Riporta, una per riga, tutte le battute di chi fa le domande nell'intervista ad Avati qui sotto.

## BRANO DI TESTO
-=-=-
Avati, l’edizione 36 è la sua prima volta al Festival di Torino.
«Ne sono lusingato. Torino mi ha sempre inibito, è uno di quei festival per cinefili con cui ho avuto un difficile rapporto. Anzi, un non rapporto. Però questa è una prima volta bella, mi piace l’idea di una selezione di cinema e musica. Ho scelto film jazz, la musica che ascolto di più, l’unico genere che frequento insieme alla classica. La musica è la mia vita, in ogni ambiente della mia casa c’è un impianto per ascoltarla».
Per anni ha rimpianto di non aver fatto il musicista.
«Lo rimpiango ancora. Davanti a me, in questo momento, c’è dritto in piedi un clarinetto che m’accompagna quando vado a fare i film, lo tengo vicino al letto. È l’oggetto con cui ho condiviso i momenti di maggiore festosità e dolore della vita. Il jazz è musica fortemente competitiva, andare a una jam session è come andare a fare a cazzotti: devi credere che suonerai meglio di chiunque altro. Da un certo punto della mia vicenda musicale mi sono reso conto che ero il meno creativo, talentuoso. Ho rinunciato a suonare pubblicamente. È stato un dolore. La musica, il jazz che è improvvisazione, possono raccontare chi sei. Ho invidiato chi poteva farlo e solo molto tempo dopo ho trovato un succedaneo, il cinema. Ma per quanto i miei film mi somiglino, c’è sempre il dover fare i conti con committenza e mercato. Sei bravo a fare un film anche perché hai trovato i soldi per farlo».
Li ha trovati per “Il signor diavolo”, che segna il suo ritorno all’horror.
«Sì, dopo essere stato bocciato da sei distribuzioni. Sono tornato nei luoghi dei miei primi film, nella valle di Comacchio, le paludi, atmosfere dove sono di casa. In un momento in cui si girano solo commedie, ho fatto un film gotico. Con una troupe ricomposta con l’attenzione amorevole di una volta e gli interpreti di film di allora: Cavina, Capolicchio…».
Com’è stato il set?
«Sono un regista eclettico, ho fatto tutti i generi tranne il western. Vi assicuro che quello in cui si ride di più è l’horror: le scene macabre, destinate a terrorizzare la platea sono quelle per cui si ride come matti. Dopo anni che non lo facevo, provavo una sorta di gioiosità la mattina nell’andare sul set a tagliare un dito a tizio, togliere l’occhio a un altro… era una festa».
Quando girò “La casa dalle finestre che ridono” immaginava che sarebbe diventato un classico?
-=-=-
## DATI FORNITI

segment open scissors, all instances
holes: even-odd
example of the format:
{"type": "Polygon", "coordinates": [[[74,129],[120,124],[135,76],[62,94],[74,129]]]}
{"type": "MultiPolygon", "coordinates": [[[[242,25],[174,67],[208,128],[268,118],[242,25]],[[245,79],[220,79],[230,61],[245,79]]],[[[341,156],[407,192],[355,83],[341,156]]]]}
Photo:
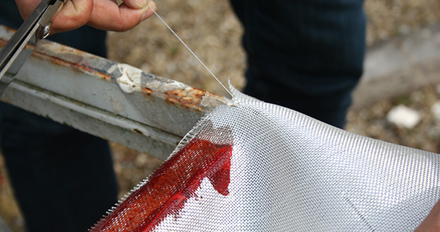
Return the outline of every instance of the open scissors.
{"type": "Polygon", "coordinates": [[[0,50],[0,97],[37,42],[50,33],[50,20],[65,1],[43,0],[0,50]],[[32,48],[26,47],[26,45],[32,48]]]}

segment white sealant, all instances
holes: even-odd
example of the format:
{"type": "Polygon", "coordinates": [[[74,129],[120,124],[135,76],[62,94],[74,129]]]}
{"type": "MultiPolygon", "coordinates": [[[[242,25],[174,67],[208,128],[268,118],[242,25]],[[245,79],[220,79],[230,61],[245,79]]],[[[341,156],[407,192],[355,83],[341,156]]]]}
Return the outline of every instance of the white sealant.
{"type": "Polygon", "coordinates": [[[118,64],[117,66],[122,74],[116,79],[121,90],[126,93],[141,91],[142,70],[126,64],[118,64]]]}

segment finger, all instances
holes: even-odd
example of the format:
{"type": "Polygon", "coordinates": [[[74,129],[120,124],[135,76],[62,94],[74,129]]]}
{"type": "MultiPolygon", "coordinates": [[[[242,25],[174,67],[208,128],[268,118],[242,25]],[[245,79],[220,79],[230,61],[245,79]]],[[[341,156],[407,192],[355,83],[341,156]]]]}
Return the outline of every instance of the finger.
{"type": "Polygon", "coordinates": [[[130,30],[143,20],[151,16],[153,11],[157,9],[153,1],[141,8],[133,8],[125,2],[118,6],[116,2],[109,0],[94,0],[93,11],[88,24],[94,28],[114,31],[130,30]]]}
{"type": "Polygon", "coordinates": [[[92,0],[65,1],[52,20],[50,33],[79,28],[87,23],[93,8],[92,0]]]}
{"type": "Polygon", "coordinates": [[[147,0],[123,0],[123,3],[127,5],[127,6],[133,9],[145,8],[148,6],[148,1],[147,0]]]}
-=-=-
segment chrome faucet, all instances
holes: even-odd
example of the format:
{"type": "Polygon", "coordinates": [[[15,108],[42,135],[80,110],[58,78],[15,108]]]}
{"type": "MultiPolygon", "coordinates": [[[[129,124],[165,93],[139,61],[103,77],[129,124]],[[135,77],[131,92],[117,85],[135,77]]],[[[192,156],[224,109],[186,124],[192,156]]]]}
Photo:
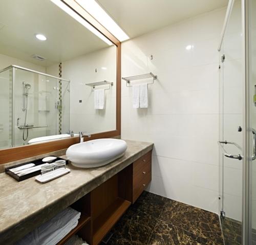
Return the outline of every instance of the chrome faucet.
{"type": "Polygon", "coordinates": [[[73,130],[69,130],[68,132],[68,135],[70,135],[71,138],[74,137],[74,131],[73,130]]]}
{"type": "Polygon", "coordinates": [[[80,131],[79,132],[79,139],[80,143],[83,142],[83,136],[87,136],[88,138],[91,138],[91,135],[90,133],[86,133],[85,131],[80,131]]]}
-=-=-
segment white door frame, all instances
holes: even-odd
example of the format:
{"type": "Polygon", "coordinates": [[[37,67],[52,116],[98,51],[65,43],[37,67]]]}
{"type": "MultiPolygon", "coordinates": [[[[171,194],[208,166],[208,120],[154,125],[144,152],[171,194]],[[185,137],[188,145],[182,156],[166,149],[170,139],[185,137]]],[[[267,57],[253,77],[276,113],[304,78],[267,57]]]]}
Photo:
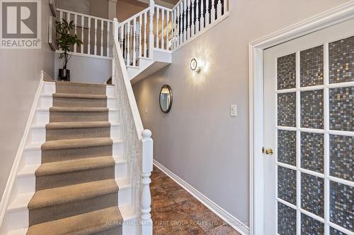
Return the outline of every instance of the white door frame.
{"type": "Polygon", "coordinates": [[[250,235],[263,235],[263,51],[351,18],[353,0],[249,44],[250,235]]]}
-=-=-
## RISPOSTA
Avati, l’edizione 36 è la sua prima volta al Festival di Torino.
Per anni ha rimpianto di non aver fatto il musicista.
Li ha trovati per “Il signor diavolo”, che segna il suo ritorno all’horror.
Com’è stato il set?
Quando girò “La casa dalle finestre che ridono” immaginava che sarebbe diventato un classico?